The listing, minus its pictures, is to be given again exactly.

ENTRIES PROVIDED:
- - - -
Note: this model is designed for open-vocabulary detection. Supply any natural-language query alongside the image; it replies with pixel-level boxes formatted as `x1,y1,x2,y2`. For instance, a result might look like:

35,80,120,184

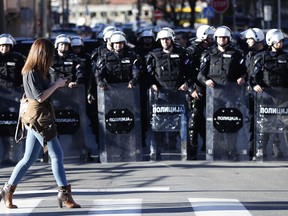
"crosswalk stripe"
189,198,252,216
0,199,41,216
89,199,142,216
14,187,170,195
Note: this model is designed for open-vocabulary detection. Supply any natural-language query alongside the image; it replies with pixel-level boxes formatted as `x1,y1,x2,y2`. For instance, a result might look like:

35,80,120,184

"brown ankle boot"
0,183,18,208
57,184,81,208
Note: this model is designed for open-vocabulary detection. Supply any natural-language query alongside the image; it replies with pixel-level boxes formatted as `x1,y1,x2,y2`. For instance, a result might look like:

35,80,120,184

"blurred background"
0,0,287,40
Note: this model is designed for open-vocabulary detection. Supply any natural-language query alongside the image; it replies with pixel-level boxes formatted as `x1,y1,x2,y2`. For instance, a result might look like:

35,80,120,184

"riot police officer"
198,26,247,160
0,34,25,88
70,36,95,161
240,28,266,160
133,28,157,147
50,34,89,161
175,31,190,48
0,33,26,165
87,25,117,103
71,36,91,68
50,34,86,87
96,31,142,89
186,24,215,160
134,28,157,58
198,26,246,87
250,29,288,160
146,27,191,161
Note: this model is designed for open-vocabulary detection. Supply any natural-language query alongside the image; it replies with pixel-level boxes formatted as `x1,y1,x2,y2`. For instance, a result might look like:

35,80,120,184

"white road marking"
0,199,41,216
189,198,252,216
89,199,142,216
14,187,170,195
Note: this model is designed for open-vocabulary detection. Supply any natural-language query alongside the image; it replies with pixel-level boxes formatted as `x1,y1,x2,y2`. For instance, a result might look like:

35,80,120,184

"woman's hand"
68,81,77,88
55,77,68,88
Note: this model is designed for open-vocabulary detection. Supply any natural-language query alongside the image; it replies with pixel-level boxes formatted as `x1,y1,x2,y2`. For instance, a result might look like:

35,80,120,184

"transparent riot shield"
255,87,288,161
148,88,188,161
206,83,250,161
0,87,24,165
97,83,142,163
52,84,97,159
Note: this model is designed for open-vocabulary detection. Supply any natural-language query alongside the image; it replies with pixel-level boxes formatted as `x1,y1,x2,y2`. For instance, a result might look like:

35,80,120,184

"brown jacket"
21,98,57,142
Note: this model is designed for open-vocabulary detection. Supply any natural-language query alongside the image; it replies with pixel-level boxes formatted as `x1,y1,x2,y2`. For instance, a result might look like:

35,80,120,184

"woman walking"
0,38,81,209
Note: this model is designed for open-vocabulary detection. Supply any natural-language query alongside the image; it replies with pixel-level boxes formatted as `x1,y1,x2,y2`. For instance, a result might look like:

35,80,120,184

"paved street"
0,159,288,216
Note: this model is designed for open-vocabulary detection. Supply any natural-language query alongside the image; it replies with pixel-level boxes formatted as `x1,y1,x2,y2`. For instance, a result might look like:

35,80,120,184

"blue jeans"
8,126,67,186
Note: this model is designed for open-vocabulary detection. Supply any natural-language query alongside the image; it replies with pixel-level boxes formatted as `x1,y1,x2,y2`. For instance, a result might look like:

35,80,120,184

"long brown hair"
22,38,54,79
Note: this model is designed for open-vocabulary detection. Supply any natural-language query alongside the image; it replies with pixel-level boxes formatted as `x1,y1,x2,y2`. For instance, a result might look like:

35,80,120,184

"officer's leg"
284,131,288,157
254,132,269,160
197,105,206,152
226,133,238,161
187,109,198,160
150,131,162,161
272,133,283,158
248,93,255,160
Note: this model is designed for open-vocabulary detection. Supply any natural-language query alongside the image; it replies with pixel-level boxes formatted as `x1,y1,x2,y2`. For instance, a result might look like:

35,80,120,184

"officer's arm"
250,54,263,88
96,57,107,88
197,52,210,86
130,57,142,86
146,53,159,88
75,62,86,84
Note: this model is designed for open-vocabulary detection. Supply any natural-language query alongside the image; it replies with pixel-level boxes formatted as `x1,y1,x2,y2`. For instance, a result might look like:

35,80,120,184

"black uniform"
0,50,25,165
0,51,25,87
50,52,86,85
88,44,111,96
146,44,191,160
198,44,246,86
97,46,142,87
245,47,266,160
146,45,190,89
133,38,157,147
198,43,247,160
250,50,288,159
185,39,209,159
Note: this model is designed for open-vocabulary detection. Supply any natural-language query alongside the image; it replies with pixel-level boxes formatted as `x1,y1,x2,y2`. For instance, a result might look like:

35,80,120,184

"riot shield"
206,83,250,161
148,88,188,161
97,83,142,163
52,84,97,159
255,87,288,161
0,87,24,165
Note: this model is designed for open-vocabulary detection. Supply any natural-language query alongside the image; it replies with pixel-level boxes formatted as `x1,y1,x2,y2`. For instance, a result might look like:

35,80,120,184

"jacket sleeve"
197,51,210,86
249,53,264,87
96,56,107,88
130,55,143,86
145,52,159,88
- - - -
RESPONSE FOR THIS EXERCISE:
Note: this model is designed for open-vocabulary detection. Supply any natural-language query alongside the image; it replies with pixel-level boxes formatted as `x1,y1,x2,y2`. For instance, a result might look like:

35,80,120,184

"crosswalk stripe"
189,198,252,216
0,199,41,216
89,199,142,216
14,187,170,195
Note: this model is designed for open-vocabulary detection. Supply any natural-language query alongside the image; it replies with pixel-level boxes formatted as `x1,y1,x2,y2`. For instance, a result might look like:

35,80,120,184

"brown ankle boot"
0,183,18,208
57,184,81,208
Note: this model is designed for open-vocabulary detection. Supply any natural-language query alongside the image; it replies with pixel-level boxes formatted as `x1,y1,x2,y2`. For instance, a result might look like:

35,80,120,184

"blurred background"
0,0,287,40
Note: this model is designed for open-vocabulary detection. Supply any natural-language query alongside the image; it replies with pixel-level boxes formatted as `x1,y1,x2,y2`. For instance, a result might look like:

35,80,120,184

"riot police officer"
198,26,247,160
0,34,25,88
70,36,95,161
240,28,266,160
133,28,157,147
50,34,89,161
175,31,190,48
0,33,26,165
87,25,117,103
71,36,91,68
50,34,86,87
96,31,142,89
186,24,215,160
134,28,157,58
198,26,246,87
250,29,288,160
146,27,191,161
Note: this model is designed for open-vocabulary detection. Supply any natural-language query alongside the image; it replies with pixel-level boxes formatted as `x1,y1,x2,y2`. For instance, a result might look like:

35,80,120,184

"white road marking"
0,199,41,216
189,198,252,216
89,199,142,216
14,187,170,195
Note: this model is designed for open-vocabulary detection. Supply any natural-language query alongside the image; it replies with pixel-level boxes formatted as `x1,y1,x2,y2`. For instance, a result might look like:

35,80,120,184

"woman's hand"
68,81,77,88
55,77,68,88
Note: this model is designed for open-vocabulary detection. Supply any natural-language query alongside the image; it replies with pixel-level boxes formatted as `x1,y1,x2,y2`. For instance, a result might look like:

35,80,120,184

"transparent riot shield"
255,87,288,161
148,88,188,161
206,83,250,161
0,87,24,165
97,83,142,163
52,84,97,159
Note: this model is designed for open-vocabulary detection. Supply any natural-language query alongside the image; it replies with pixel-level boxes formatted as `x1,y1,x2,y2`. For instance, a result might look like:

35,80,120,184

"brown jacket"
21,98,57,142
Note: this model is designed for open-vocabulary detection. Supply any natural-language query alongside the image; it replies with pixel-level boxes formatted as `x1,y1,x2,y2`. For instance, a result might look like:

35,80,120,184

"woman walking"
0,38,81,209
Note: this model is designed for open-vocabulary detection. Supply any natural-language query alongside the image; it replies with pixel-level boxes formatted as `x1,y1,x2,y2`. For instance, a result might look like:

35,80,120,184

"paved street"
0,159,288,216
Note: this model is designed for open-vocabulary detection. Supply any natural-language query alongside the image; it replies with pixel-level boxes formatted as `x1,y1,x2,y2`. For instance, a result might look like:

35,80,120,184

"blue jeans"
8,126,67,186
Note: this model is designed for open-vocabulary detection. Supply any natural-language query alongside the image; it replies with pixel-level boxes formatted as `x1,y1,x2,y2`. For instance, a result might look like:

35,80,120,184

"long brown hair"
22,38,54,79
Note: this model is designed for open-vocabulary detection. Supply any natural-language query alongside the image; it replies with pixel-level boxes formatted as `x1,y1,x2,y2`. For instance, a result might look like:

35,80,120,184

"officer's leg"
284,131,288,157
254,132,269,160
197,105,206,152
226,133,238,161
187,109,198,160
150,131,162,161
272,133,283,158
248,93,255,160
Note: this model is designed for open-vocabulary detection. Supply any natural-language query alongside the image; it replies with pixel-level boxes formatted as `x1,y1,x2,y2`. For instance, a result might look like:

35,80,120,184

"officer's arm"
250,54,263,88
96,57,107,88
197,52,210,86
130,57,142,86
146,53,159,88
75,62,86,84
Note: this model is designed for open-vocabulary detection. Supply any natural-language query alongside the image; it replies with pixel-level boxes formatted as `x1,y1,x2,y2`. For instance, a result might look like:

35,80,120,184

"black uniform"
0,50,25,165
0,51,25,87
50,52,86,85
88,44,111,96
146,44,191,160
198,44,246,86
97,46,142,87
245,47,266,160
146,45,190,89
133,38,157,147
198,43,247,160
250,50,288,159
185,39,209,159
Note: this model is designed for open-vocabulary detection. Supply any natural-language query alongside the image; it replies with pixel-level boxes formatted as `x1,y1,x2,y2`. For instance, a result might look like:

35,80,120,184

"riot shield"
206,83,250,161
148,88,188,161
97,83,142,163
52,84,97,159
255,87,288,161
0,87,24,165
Note: this model is designed for open-vocabulary detection. Supply any natural-language query alongside the image; it replies with pixel-level boxes formatted as `x1,y1,x2,y2`. For instance, a result might look like:

35,80,120,184

"jacket sleeve"
197,51,210,86
249,53,264,87
96,56,107,88
130,55,143,86
145,52,159,88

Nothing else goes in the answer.